* **PAGE EXTRACT**

The North Platte Natural Resources District (NPNRD) will offer those affected by the fires assistance through current conservation programs such as the Nebraska Soil and Water Conservation Program (NSWCP).

“Our assistance is what we normally offer,” said Todd Filipi, NPNRD’s resource conservation coordinator. “In this NSWCP program there is a cut in mid-February, but we can do cross fencing, livestock development and that sort of thing, helping landowners get back on their feet.”

NPNRD will have saplings and plugs for sale, as well as grass seeding, with equipment capable of navigating difficult terrain to provide planting services.

“Included in livestock development, some of that money can go to seeding grass, if people are really nervous,” Filipi said. “I think a lot of that stuff over there is going to come back if a guy is patient with it or if a guy wants to plant something different to maybe seed on it, we can do that.”

In addition to conservation programs, the NPNRD will provide on-site assessments and discuss recovery planning options.

* **EXERCISE DESCRIPTION**
Write out the fire assistance passage word for word, from "The North Platte" up to and including "provide planting services.".

* **PROVIDED DATA**

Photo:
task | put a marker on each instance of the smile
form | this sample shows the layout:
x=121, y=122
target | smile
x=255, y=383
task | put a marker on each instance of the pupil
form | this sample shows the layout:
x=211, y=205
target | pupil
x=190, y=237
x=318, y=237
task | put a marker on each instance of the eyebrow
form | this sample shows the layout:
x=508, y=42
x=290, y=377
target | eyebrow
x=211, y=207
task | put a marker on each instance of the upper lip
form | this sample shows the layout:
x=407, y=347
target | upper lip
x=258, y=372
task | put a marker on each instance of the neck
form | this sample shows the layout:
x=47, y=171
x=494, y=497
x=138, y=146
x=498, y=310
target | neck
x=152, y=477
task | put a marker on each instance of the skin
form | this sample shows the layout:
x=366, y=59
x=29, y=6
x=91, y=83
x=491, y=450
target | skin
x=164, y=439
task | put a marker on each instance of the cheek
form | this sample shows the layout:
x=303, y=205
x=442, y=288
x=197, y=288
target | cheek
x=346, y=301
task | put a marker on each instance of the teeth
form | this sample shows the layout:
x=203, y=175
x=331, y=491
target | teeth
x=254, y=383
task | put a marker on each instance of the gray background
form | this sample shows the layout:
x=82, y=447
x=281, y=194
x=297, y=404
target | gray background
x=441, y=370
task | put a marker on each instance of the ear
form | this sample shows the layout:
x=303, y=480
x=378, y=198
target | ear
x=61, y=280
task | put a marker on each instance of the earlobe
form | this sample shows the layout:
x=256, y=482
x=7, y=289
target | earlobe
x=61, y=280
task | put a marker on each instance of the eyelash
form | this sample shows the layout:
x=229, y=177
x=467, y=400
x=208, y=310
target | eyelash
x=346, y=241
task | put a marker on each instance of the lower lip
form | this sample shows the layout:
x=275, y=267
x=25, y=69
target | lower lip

==

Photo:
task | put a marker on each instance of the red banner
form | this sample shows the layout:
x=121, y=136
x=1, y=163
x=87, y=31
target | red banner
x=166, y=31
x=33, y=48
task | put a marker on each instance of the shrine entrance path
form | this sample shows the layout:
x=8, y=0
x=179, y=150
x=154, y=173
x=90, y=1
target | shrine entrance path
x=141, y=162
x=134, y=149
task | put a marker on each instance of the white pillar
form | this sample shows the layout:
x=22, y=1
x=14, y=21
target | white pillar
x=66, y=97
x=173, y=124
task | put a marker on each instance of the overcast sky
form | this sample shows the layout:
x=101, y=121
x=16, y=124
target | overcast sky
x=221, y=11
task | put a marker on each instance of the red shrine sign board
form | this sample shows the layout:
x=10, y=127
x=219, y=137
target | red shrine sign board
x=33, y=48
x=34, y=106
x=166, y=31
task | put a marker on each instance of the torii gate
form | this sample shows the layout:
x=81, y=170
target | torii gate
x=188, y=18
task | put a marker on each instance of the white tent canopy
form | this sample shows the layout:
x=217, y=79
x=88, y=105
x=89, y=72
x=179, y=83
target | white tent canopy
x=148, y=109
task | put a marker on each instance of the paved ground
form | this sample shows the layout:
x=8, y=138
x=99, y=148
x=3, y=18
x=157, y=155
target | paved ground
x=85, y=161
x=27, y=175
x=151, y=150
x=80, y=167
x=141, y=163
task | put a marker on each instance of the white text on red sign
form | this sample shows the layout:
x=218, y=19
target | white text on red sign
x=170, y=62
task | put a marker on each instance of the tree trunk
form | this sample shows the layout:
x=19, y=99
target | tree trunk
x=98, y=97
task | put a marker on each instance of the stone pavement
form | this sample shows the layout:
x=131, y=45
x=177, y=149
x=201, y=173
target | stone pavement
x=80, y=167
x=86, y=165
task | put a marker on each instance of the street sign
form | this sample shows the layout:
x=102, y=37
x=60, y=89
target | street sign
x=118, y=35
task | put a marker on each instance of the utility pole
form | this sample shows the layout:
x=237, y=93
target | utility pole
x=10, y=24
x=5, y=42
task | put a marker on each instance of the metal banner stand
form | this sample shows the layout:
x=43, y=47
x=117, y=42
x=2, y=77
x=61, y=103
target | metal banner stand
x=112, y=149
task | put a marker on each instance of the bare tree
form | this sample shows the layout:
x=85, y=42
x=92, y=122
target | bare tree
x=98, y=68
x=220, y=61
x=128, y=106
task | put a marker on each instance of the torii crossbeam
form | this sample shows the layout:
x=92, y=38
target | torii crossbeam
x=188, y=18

* **WRITTEN SOLUTION**
The North Platte Natural Resources District (NPNRD) will offer those affected by the fires assistance through current conservation programs such as the Nebraska Soil and Water Conservation Program (NSWCP).

“Our assistance is what we normally offer,” said Todd Filipi, NPNRD’s resource conservation coordinator. “In this NSWCP program there is a cut in mid-February, but we can do cross fencing, livestock development and that sort of thing, helping landowners get back on their feet.”

NPNRD will have saplings and plugs for sale, as well as grass seeding, with equipment capable of navigating difficult terrain to provide planting services.